§ TASK OBJECTIVE
Rewrite the items starting at the line that contains "Phrase: asphalt pavement" and ending at the last item, changing "turquoise" to "teal" and keeping everything else the same. Give only those lines.

§ DATA SECTION
┄┄┄┄┄┄┄┄┄┄
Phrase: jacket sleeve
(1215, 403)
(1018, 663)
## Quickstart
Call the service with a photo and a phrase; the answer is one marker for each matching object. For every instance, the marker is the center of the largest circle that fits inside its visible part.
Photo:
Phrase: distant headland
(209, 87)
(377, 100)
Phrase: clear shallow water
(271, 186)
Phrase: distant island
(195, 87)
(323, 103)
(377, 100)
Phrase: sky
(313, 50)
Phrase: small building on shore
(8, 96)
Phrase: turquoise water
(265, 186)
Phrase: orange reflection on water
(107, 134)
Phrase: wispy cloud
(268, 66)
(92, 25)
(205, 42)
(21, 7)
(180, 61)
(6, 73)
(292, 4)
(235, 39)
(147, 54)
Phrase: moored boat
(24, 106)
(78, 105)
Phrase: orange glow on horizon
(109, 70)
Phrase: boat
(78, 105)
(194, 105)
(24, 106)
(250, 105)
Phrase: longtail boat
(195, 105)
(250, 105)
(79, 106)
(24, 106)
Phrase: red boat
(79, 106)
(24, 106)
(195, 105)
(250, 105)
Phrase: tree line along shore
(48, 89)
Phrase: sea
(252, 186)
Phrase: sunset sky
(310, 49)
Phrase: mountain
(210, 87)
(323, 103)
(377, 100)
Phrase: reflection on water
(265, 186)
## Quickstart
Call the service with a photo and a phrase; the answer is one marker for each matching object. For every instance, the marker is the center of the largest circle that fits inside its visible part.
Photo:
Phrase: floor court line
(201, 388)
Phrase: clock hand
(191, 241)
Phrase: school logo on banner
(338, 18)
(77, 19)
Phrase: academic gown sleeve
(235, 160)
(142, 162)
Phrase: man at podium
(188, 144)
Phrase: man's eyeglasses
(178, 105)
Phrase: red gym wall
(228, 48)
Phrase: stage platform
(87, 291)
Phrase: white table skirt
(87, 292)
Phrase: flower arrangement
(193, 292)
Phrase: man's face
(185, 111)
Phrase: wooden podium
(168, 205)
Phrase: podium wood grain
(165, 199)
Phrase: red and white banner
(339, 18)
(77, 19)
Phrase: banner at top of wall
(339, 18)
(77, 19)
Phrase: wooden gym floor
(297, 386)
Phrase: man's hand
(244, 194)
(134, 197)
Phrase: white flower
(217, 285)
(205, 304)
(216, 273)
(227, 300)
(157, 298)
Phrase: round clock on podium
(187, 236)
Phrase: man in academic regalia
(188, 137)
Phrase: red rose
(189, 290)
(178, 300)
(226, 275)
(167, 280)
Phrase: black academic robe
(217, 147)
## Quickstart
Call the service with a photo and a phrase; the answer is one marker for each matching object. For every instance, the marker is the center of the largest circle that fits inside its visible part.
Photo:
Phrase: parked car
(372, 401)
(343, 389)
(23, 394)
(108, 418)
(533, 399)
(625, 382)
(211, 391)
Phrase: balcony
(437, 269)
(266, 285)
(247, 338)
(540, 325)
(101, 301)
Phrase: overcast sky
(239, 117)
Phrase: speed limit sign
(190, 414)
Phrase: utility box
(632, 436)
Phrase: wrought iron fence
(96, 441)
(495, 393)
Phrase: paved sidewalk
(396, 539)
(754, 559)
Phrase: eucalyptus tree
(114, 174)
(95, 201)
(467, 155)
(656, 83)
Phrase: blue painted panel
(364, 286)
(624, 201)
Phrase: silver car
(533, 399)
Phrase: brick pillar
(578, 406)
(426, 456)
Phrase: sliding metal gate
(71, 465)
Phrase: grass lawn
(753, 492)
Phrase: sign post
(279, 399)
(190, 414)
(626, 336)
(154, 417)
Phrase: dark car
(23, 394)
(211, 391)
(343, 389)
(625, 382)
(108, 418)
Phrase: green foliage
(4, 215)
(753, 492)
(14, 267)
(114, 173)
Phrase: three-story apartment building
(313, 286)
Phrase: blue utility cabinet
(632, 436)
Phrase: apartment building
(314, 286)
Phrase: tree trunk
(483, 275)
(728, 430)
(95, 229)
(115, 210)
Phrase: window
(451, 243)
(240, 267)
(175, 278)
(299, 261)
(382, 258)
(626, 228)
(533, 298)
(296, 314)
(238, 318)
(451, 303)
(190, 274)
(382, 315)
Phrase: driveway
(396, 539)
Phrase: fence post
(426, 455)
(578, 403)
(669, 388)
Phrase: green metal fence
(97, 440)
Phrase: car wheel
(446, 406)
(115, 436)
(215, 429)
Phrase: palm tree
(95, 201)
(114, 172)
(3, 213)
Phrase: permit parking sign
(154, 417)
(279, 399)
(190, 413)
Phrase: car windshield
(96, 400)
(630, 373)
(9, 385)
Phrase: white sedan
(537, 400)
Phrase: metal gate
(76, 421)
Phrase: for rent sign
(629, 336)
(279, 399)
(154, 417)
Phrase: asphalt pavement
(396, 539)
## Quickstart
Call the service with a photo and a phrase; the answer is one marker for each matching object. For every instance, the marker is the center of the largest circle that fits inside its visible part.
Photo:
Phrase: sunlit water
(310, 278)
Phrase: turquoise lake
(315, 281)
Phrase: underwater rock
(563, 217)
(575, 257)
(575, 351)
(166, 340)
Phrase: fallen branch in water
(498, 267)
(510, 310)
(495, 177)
┄┄┄┄┄┄┄┄┄┄
§ EXPECTED ANSWER
Phrase: asphalt pavement
(396, 539)
## Quickstart
Call the service with a photo and a phrase; the answer is one marker for each matching object. For every instance, the marker is the center of the largest circle that fits inside its visible part.
Photo:
Phrase: sunlit water
(310, 278)
Phrase: teal lake
(315, 281)
Phrase: underwater rock
(563, 217)
(575, 257)
(575, 351)
(166, 340)
Phrase: fallen branch in water
(498, 267)
(510, 310)
(495, 177)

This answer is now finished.